» **To do**:
Reproduce the listing below verbatim, keeping every line and character unchanged.

» **Record extracts**:

◆ ◆ ◆ ◆ ◆ ◆ ◆

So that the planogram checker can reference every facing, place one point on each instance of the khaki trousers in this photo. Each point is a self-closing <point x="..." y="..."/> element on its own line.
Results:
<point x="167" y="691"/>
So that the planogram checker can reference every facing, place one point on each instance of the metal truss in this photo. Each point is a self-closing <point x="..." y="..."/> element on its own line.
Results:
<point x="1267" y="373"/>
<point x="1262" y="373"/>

◆ ◆ ◆ ◆ ◆ ◆ ◆

» **Solution to this problem**:
So that the planogram checker can reference every facing, place one point on each instance of the khaki trousers in this photo. Each point is a self-closing <point x="..." y="..."/> element on its own line.
Results:
<point x="167" y="691"/>
So that the planogram checker can reference every facing, place one point on each instance of the metal truss in this photo. Each point is a self-closing <point x="..." y="..."/> element on its own line.
Results:
<point x="1267" y="373"/>
<point x="1262" y="373"/>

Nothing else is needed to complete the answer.